* [Aim]
Reproduce every line of the entries below without changes, leaving out the pictures.

■ ■ ■ ■ ■ ■ ■

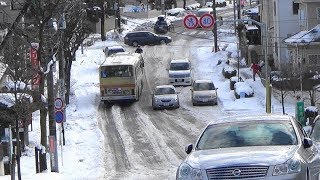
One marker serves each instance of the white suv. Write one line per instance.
(180, 72)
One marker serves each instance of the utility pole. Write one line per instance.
(162, 6)
(103, 34)
(264, 32)
(62, 86)
(51, 111)
(118, 16)
(215, 33)
(52, 122)
(234, 17)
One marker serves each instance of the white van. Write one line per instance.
(180, 72)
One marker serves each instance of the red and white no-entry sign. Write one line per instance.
(206, 21)
(190, 21)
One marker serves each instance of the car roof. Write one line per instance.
(165, 86)
(203, 81)
(246, 118)
(133, 32)
(182, 60)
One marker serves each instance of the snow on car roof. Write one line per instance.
(243, 87)
(122, 58)
(261, 117)
(182, 60)
(205, 10)
(175, 10)
(165, 86)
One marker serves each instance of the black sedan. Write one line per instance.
(145, 38)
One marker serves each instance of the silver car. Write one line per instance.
(165, 96)
(273, 147)
(203, 92)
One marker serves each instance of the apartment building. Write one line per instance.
(282, 20)
(303, 47)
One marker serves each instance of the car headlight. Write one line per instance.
(186, 172)
(157, 100)
(126, 92)
(291, 166)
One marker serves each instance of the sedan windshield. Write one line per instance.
(240, 134)
(203, 86)
(162, 91)
(179, 66)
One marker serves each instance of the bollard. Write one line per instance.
(36, 155)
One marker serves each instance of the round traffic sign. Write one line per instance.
(59, 116)
(58, 103)
(190, 21)
(206, 21)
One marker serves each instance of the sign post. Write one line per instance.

■ ■ ■ ■ ■ ■ ■

* [Right answer]
One marker serves each instance of the white suv. Write one line per instance.
(180, 72)
One marker serves each instance of the utility pole. Write one line per instance.
(162, 6)
(103, 34)
(264, 32)
(62, 86)
(51, 111)
(118, 16)
(215, 33)
(52, 122)
(234, 17)
One marker serves each instance of the white van. Write one line per instance.
(180, 72)
One marker serves each instance of the red and white no-entry sign. Write one line per instance.
(206, 21)
(190, 21)
One marker serves each instance of the car roof. Write one line per instance.
(165, 86)
(203, 81)
(246, 118)
(133, 32)
(182, 60)
One marker serves each instance of the snow on car roof. Write one line per instance.
(243, 87)
(122, 58)
(261, 117)
(182, 60)
(205, 10)
(175, 10)
(165, 86)
One marker serves each instance of the black sedan. Write one line per instance.
(145, 38)
One marker serves each instance of the silver car. Write one line per instance.
(165, 96)
(273, 147)
(203, 92)
One marker serves each instance of the apartment building. Write one line per instance.
(282, 20)
(303, 47)
One marker serves each instance of the car headlight. Write one line per instance.
(186, 172)
(157, 100)
(126, 92)
(291, 166)
One marker serves each instance of the sedan windshield. Write one line per instance.
(240, 134)
(203, 86)
(162, 91)
(179, 66)
One marker serves each instance of the bollard. Write one line per instance.
(36, 155)
One marker serves each instance of the round traffic sign. Write one line per instance.
(59, 116)
(58, 103)
(190, 21)
(206, 21)
One marker serves each instance of the sign post. Write one line per instance.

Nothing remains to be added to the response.